## Dataset rows on where objects appear
□ □ □ □

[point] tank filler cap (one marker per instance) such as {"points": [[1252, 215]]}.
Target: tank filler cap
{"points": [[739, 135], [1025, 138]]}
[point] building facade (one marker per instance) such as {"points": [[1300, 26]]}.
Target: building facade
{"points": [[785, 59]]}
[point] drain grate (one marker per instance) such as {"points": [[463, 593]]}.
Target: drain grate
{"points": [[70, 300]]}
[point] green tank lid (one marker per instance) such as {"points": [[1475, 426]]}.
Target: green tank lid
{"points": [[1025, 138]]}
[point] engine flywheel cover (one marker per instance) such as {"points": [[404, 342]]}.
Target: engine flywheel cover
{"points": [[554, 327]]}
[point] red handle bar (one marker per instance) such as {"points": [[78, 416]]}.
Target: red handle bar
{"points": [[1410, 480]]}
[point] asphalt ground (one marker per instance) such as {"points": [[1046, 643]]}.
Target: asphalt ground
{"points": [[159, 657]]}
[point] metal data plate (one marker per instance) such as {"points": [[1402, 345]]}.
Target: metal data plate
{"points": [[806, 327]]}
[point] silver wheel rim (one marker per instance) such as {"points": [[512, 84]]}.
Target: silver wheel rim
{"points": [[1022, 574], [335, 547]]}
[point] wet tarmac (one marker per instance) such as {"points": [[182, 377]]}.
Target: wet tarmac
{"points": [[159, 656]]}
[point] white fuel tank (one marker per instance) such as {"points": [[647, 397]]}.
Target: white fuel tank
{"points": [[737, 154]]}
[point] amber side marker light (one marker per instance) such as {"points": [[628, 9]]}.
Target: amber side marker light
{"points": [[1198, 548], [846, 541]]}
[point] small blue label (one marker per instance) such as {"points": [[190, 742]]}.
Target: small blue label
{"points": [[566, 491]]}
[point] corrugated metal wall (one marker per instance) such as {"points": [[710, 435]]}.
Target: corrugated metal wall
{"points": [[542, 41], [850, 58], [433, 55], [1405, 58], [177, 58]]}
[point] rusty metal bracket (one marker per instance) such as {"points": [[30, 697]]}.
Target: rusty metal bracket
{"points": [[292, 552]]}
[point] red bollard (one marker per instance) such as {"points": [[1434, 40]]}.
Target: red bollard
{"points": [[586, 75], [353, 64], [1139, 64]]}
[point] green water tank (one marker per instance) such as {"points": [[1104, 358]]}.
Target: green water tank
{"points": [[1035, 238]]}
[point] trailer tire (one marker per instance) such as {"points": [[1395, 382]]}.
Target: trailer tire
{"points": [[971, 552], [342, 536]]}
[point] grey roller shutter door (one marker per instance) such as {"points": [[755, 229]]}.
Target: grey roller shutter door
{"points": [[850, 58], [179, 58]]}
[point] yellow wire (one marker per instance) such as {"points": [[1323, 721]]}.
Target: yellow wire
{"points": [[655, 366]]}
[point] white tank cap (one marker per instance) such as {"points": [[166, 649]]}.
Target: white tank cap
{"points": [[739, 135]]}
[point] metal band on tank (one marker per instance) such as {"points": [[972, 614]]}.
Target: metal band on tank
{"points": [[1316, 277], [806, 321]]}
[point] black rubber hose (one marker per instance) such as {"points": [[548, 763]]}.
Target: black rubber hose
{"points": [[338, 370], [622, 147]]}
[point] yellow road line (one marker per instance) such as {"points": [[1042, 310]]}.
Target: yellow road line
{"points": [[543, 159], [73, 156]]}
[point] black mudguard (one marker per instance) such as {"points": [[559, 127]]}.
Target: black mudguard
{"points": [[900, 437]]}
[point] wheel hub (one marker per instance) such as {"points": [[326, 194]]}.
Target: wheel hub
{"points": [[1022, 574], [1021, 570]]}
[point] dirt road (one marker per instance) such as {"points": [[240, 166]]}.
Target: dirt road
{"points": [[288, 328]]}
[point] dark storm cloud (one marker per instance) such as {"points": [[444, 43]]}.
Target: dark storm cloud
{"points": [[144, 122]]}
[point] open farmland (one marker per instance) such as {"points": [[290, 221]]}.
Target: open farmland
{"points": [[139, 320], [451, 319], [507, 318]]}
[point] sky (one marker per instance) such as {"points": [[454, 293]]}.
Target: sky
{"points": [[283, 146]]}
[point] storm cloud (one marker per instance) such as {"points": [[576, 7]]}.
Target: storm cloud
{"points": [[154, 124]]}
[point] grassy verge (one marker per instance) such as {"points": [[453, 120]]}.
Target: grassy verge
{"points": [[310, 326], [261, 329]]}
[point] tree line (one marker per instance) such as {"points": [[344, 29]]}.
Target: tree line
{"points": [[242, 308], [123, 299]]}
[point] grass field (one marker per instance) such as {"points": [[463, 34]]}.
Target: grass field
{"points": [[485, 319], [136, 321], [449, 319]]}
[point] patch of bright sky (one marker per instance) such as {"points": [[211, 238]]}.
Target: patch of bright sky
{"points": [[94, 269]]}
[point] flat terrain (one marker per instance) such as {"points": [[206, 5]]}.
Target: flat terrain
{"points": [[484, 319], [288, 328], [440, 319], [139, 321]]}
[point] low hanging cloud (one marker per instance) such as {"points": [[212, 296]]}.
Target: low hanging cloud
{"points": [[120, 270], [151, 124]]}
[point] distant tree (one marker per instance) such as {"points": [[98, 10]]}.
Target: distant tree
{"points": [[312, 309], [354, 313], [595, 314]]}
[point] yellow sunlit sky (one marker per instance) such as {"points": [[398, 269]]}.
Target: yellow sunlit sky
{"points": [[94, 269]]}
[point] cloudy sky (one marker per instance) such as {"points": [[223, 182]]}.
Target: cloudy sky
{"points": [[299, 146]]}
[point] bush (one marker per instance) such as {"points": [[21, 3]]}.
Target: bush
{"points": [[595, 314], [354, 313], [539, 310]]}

□ □ □ □

## CHALLENGE
Quote, without any change, each line from the one that contains "[point] sky (one" through the end of the material.

## EXERCISE ANSWER
[point] sky (one marker per instance) such as {"points": [[454, 293]]}.
Target: sky
{"points": [[283, 146]]}
[point] storm cloud (one marker per instance) such as {"points": [[576, 7]]}.
Target: storm cloud
{"points": [[154, 124]]}
[point] grassy verge (one marker per instance) such as {"points": [[453, 120]]}.
Target: grassy verge
{"points": [[310, 326], [261, 329]]}
[point] tree line (one marker per instance) such as {"points": [[344, 29]]}.
Target: tree line
{"points": [[242, 308], [123, 299]]}
[point] grass field (one marker per instance) such as {"points": [[463, 34]]}.
Target: grass field
{"points": [[485, 319], [136, 321], [449, 319]]}
[point] patch of bright sky (one marker per instance) such as {"points": [[211, 238]]}.
Target: patch of bright sky
{"points": [[94, 269]]}
[point] flat terrain (one marker per instance) such as {"points": [[206, 5]]}.
Target: flat terrain
{"points": [[484, 319], [288, 328], [440, 319], [139, 321]]}
[point] low hanging cloud (one marker per instance) such as {"points": [[212, 296]]}.
Target: low hanging cloud
{"points": [[120, 270], [151, 124]]}
[point] distant tree (one marker per instance) such as {"points": [[98, 10]]}.
Target: distant tree
{"points": [[312, 309], [354, 313], [595, 314]]}
[point] yellow sunlit sky (one marker per instance) such as {"points": [[398, 269]]}.
Target: yellow sunlit sky
{"points": [[94, 269]]}
[point] cloudy sky (one marker per instance) such as {"points": [[223, 182]]}.
Target: cloudy sky
{"points": [[299, 146]]}
[point] bush (one marker per instance) such as {"points": [[21, 3]]}.
Target: bush
{"points": [[595, 314], [354, 313], [539, 310]]}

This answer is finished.